* WHAT YOU HAVE TO DO
How many lines of the listing below contain the word "dark"? Reply with the number alone.

* EXTRACTED MATERIAL
※
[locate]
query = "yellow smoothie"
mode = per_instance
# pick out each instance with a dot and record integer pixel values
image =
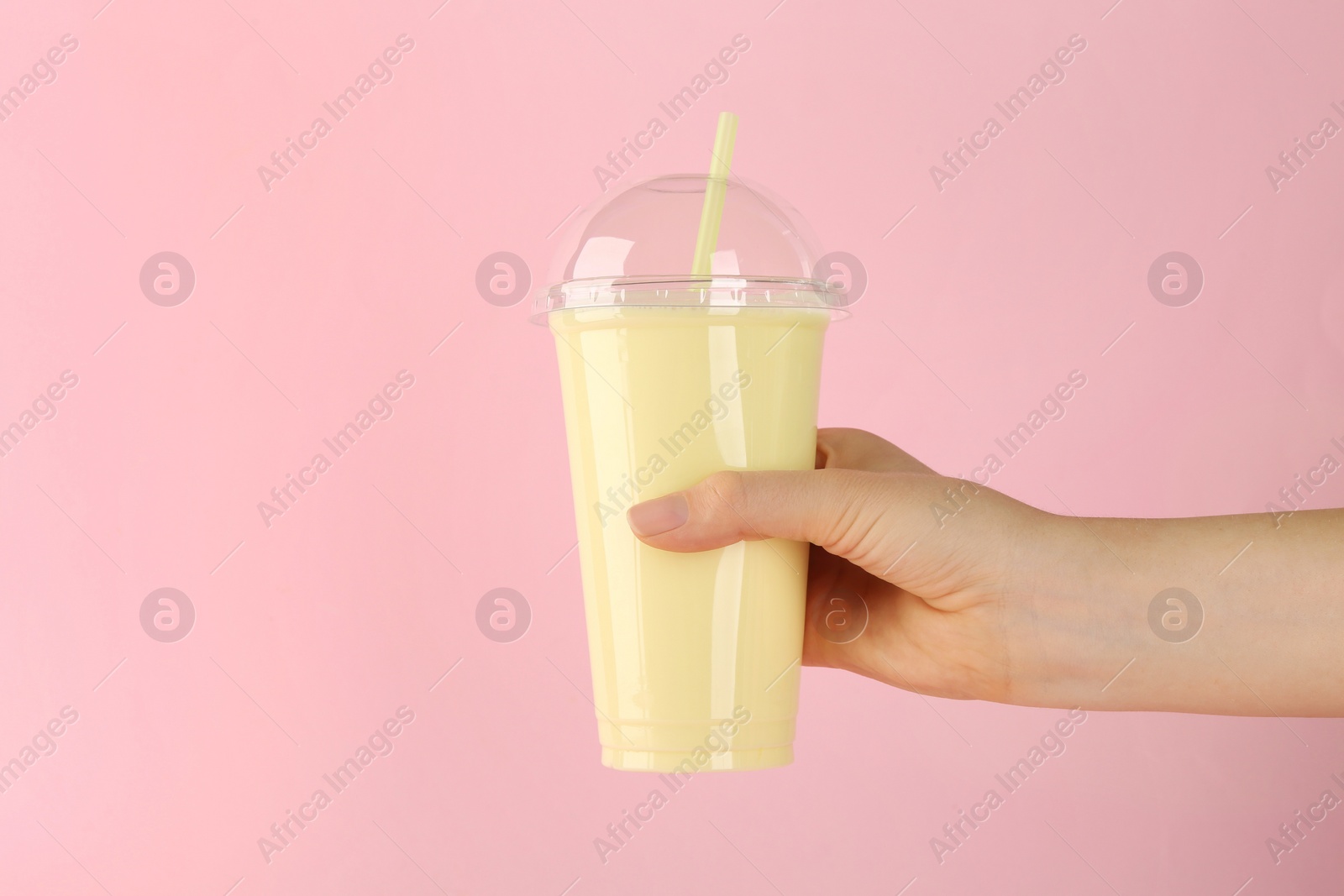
(696, 656)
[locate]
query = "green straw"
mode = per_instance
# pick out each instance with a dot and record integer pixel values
(716, 191)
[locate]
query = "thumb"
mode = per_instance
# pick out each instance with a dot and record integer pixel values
(835, 508)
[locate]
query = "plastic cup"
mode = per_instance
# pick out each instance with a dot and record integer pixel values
(665, 379)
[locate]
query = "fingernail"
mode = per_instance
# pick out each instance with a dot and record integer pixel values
(660, 515)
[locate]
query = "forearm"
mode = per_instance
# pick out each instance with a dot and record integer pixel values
(1260, 633)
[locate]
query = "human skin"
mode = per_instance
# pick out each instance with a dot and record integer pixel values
(1005, 602)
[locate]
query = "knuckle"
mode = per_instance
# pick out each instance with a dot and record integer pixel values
(727, 488)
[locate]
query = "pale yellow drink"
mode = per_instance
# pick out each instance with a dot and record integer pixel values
(696, 656)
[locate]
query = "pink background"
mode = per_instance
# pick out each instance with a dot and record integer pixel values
(312, 296)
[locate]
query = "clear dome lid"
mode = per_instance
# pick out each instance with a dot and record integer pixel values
(636, 248)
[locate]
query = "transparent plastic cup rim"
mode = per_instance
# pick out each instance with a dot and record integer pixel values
(690, 291)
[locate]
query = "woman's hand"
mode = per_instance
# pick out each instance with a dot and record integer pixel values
(971, 594)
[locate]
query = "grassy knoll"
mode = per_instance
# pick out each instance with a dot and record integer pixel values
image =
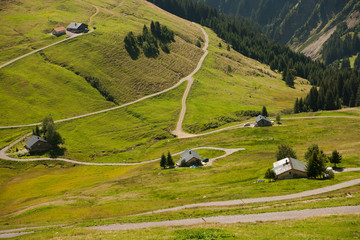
(324, 227)
(63, 194)
(219, 94)
(54, 82)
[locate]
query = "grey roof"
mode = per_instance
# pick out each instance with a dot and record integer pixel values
(34, 139)
(287, 164)
(261, 117)
(74, 25)
(188, 155)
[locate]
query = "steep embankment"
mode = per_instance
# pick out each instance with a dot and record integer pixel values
(56, 81)
(304, 25)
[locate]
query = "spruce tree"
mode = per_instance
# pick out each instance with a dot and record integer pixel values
(335, 158)
(284, 151)
(357, 101)
(163, 161)
(264, 112)
(170, 161)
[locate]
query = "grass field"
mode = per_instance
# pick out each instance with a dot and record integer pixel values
(325, 227)
(218, 94)
(66, 193)
(53, 83)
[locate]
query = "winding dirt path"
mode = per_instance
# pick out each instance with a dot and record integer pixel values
(92, 16)
(187, 78)
(243, 218)
(179, 131)
(5, 156)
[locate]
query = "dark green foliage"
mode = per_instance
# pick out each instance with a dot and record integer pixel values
(198, 43)
(49, 132)
(270, 174)
(245, 40)
(163, 161)
(278, 118)
(149, 41)
(357, 62)
(183, 163)
(131, 45)
(284, 151)
(335, 158)
(169, 161)
(345, 63)
(316, 160)
(96, 83)
(264, 112)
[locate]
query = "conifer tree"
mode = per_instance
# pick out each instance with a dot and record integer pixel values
(264, 112)
(163, 161)
(335, 157)
(170, 161)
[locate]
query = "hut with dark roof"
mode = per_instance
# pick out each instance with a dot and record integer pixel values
(37, 144)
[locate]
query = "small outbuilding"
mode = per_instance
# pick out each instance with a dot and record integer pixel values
(59, 31)
(190, 158)
(289, 168)
(37, 144)
(261, 121)
(77, 27)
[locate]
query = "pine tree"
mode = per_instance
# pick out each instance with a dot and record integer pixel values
(296, 106)
(170, 161)
(264, 112)
(163, 161)
(284, 151)
(335, 158)
(357, 101)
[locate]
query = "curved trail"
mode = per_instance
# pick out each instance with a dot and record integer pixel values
(5, 156)
(187, 78)
(243, 218)
(261, 199)
(92, 16)
(179, 131)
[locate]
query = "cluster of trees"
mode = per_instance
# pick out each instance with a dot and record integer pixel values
(48, 132)
(167, 161)
(343, 43)
(149, 41)
(245, 40)
(339, 86)
(336, 89)
(315, 158)
(95, 83)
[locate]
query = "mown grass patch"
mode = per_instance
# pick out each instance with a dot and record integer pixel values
(219, 95)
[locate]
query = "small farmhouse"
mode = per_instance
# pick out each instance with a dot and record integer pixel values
(261, 121)
(77, 27)
(191, 158)
(59, 31)
(289, 168)
(37, 144)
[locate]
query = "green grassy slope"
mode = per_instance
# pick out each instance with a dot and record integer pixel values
(37, 86)
(218, 93)
(119, 191)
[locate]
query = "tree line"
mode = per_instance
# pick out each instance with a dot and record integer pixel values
(149, 41)
(336, 87)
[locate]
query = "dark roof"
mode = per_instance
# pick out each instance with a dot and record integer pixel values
(74, 25)
(59, 29)
(261, 117)
(287, 164)
(34, 139)
(188, 155)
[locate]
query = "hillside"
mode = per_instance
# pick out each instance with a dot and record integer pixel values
(304, 25)
(56, 78)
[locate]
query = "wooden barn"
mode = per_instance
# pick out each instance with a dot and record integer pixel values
(59, 31)
(77, 27)
(37, 144)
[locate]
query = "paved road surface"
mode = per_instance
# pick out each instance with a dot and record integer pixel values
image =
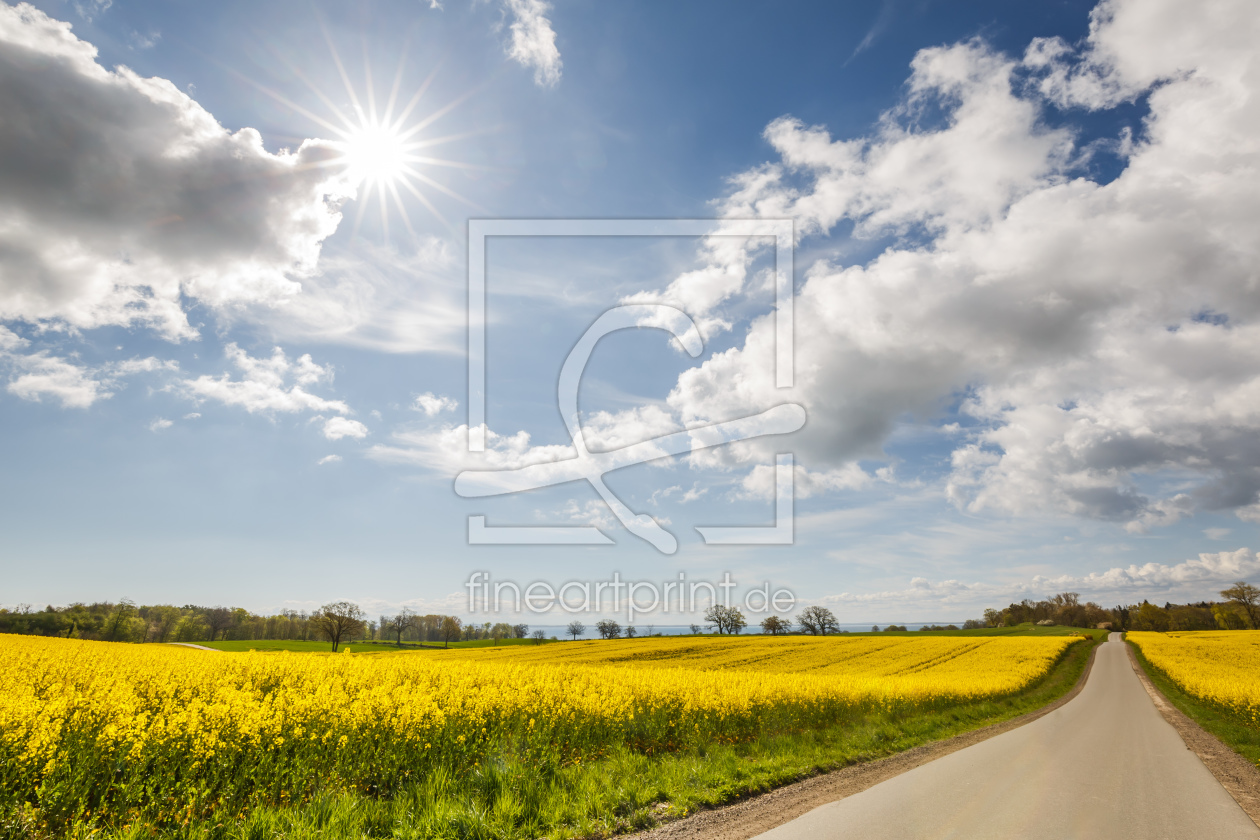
(1105, 765)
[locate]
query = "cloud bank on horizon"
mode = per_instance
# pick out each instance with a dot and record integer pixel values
(1086, 349)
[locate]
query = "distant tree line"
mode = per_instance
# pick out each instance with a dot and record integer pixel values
(1239, 611)
(342, 622)
(339, 622)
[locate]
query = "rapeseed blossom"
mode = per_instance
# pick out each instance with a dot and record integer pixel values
(178, 733)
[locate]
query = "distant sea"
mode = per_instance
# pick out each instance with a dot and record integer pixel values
(751, 630)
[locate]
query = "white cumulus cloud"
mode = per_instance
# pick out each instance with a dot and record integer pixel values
(265, 384)
(533, 40)
(432, 404)
(338, 427)
(1103, 338)
(120, 195)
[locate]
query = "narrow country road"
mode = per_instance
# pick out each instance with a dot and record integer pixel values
(1104, 766)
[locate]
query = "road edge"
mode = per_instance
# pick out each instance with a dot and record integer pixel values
(1236, 775)
(761, 812)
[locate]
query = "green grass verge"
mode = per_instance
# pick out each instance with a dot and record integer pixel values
(509, 800)
(1236, 732)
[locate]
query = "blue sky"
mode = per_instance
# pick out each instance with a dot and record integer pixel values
(1025, 270)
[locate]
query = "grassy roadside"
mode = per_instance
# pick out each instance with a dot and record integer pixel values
(624, 791)
(1241, 736)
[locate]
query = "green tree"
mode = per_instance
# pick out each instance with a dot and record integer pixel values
(818, 621)
(450, 630)
(1248, 597)
(400, 624)
(774, 625)
(338, 621)
(119, 620)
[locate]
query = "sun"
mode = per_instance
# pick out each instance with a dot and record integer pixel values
(382, 147)
(376, 154)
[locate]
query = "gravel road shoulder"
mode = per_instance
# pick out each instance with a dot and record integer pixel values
(762, 812)
(1235, 773)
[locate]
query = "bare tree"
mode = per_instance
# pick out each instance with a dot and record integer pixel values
(338, 621)
(1248, 597)
(450, 630)
(774, 625)
(727, 620)
(818, 621)
(398, 625)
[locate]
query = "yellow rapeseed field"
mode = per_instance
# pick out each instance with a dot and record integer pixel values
(1221, 668)
(177, 734)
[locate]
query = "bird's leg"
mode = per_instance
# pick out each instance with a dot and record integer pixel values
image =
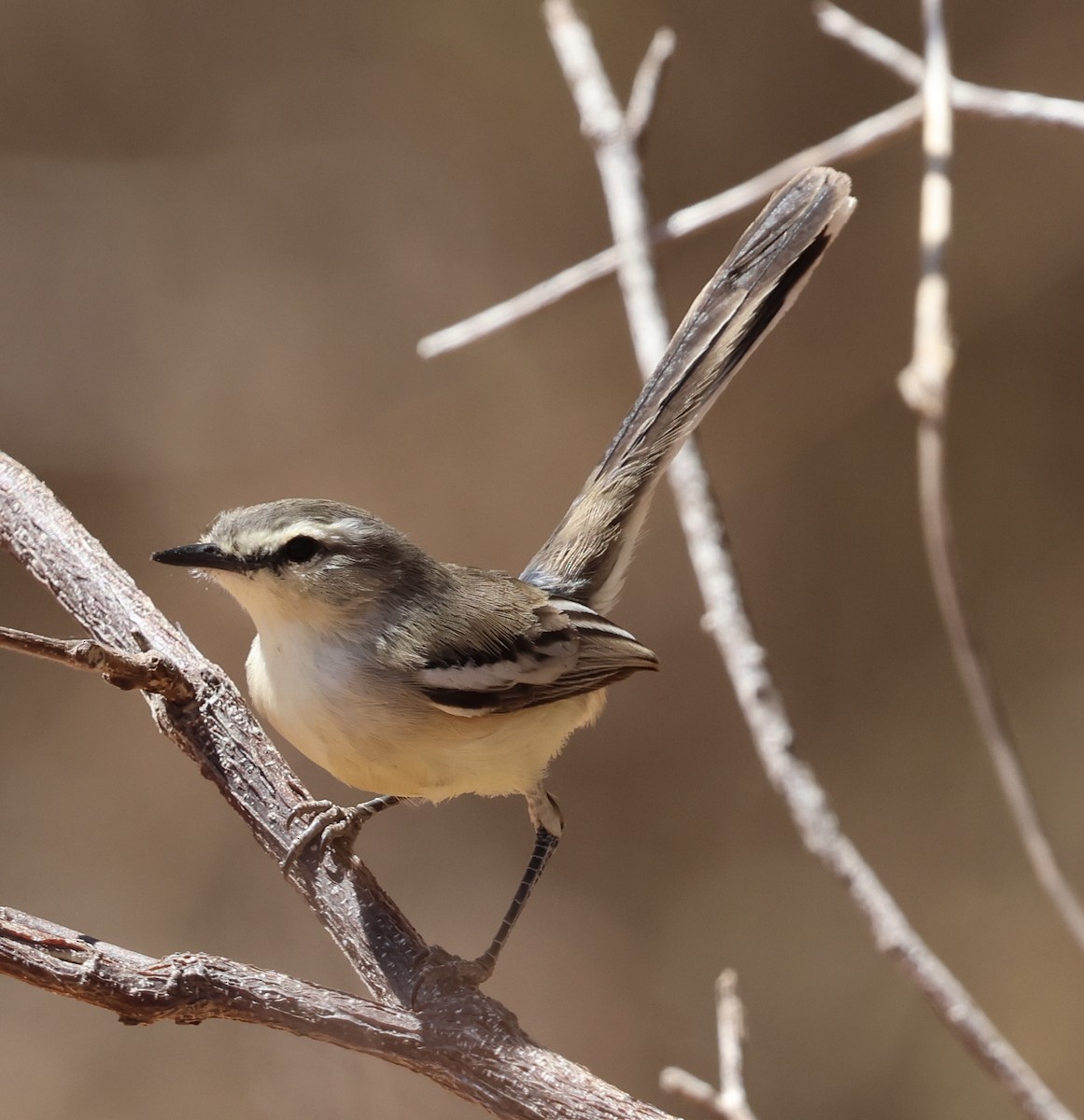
(331, 822)
(549, 824)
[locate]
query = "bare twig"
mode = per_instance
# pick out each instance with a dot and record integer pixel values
(729, 1101)
(726, 620)
(146, 671)
(859, 138)
(730, 1028)
(647, 81)
(924, 385)
(969, 96)
(189, 988)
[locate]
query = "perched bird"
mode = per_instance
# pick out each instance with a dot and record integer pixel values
(417, 679)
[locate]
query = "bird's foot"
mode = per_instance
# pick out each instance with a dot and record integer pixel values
(444, 975)
(330, 823)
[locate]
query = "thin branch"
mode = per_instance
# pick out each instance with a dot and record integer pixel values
(924, 385)
(729, 1100)
(647, 81)
(730, 1028)
(190, 987)
(863, 137)
(146, 671)
(969, 96)
(726, 620)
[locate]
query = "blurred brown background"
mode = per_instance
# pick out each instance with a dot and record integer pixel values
(225, 227)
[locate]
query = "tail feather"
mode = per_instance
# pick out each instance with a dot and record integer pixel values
(587, 554)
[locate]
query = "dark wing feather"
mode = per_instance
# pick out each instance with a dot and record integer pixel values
(537, 650)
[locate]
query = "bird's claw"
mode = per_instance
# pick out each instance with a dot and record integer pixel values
(330, 823)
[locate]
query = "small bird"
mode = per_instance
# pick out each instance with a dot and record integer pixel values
(412, 678)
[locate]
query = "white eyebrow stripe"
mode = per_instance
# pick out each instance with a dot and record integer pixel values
(600, 626)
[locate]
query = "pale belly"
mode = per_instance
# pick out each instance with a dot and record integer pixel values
(398, 743)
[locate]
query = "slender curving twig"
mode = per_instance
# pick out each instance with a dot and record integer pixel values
(725, 617)
(924, 385)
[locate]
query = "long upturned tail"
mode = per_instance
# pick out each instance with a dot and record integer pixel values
(587, 554)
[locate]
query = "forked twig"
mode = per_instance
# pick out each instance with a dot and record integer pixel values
(146, 671)
(967, 96)
(730, 1100)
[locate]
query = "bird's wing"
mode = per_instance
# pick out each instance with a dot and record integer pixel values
(531, 650)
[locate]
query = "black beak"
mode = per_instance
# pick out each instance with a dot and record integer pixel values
(201, 555)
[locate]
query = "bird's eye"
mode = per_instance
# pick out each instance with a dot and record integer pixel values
(299, 549)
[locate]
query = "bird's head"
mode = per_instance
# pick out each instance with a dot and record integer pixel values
(304, 560)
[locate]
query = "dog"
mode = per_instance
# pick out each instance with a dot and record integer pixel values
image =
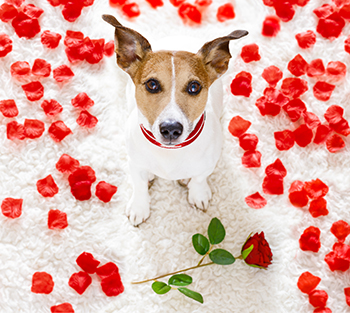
※
* TASK ANSWER
4